There is a certain degree of trance-like state in digital interfaces, colloquially referred to as "the zone" for television and "immersion" in videogames. When immersed in a virtual environment, the brain actively dismisses external stimuli as irrelevant; similar to how one slowly loses focus of driving a car while talking on a cell phone. The implication is that the brain somehow perceives the interface with the virtual environment to be similar to some form of socialization; gaming, even against a digital opponent, is social-like behavior. The more interesting and engaging social-like environment encourages us to dismiss the mundane genuine setting, regardless of whether reality is more dangerous to us or not. This is further reinforced by experience, where people less and less associate virtual environments with negative emotions, as they are less likely to have negative consequences with any lasting or meaningful impact. Those who grow up interacting with virtual environments feel safer and more comfortable there, because it is genuinely safer than reality, at least in a short-term, shallow, purely physical sort of way.

Unfortunately, in order to engage a virtual environment, and thus obtain immersion in it, the user must interact through some form of hardware interface. Kinesthetic interactions with such an interface disengage the user from the virtual environment, becoming aware of the physical reality of the controls, effectively causing them to "lose immersion", and therefore interrupting any sort of trance-like state which may have formed. Superior game design allows the controls to work as players expect, allowing them to grow accustomed to the interface rapidly. The more quickly players become accustomed to the interface, the more time can be spent developing muscle memory for the interface, transforming the hardware interface into a subconscious activity, like walking, using cutlery, or riding a bike. Once this occurs, the probability of the interface distracting the user decreases considerably, and continues to decrease exponentially with the amount of time the player has spent playing the game.

■ Available data:
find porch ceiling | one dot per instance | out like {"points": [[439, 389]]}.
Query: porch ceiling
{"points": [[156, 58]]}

■ What is expected: Decide whether each of the following statements agrees with the passage on immersion in virtual environments. Answer yes or no for each, and quote the words of the passage that decide it. 1. Kinesthetic interaction with a hardware interface can break a trance-like state. 2. The more time a player has spent playing a game, the more likely the interface is to distract the player. 3. People who grow up interacting with virtual environments feel more comfortable there.

■ Task response:
1. Yes: "interrupting any sort of trance-like state which may have formed"
2. No: "continues to decrease exponentially with the amount of time the player has spent playing the game"
3. Yes: "Those who grow up interacting with virtual environments feel safer and more comfortable there"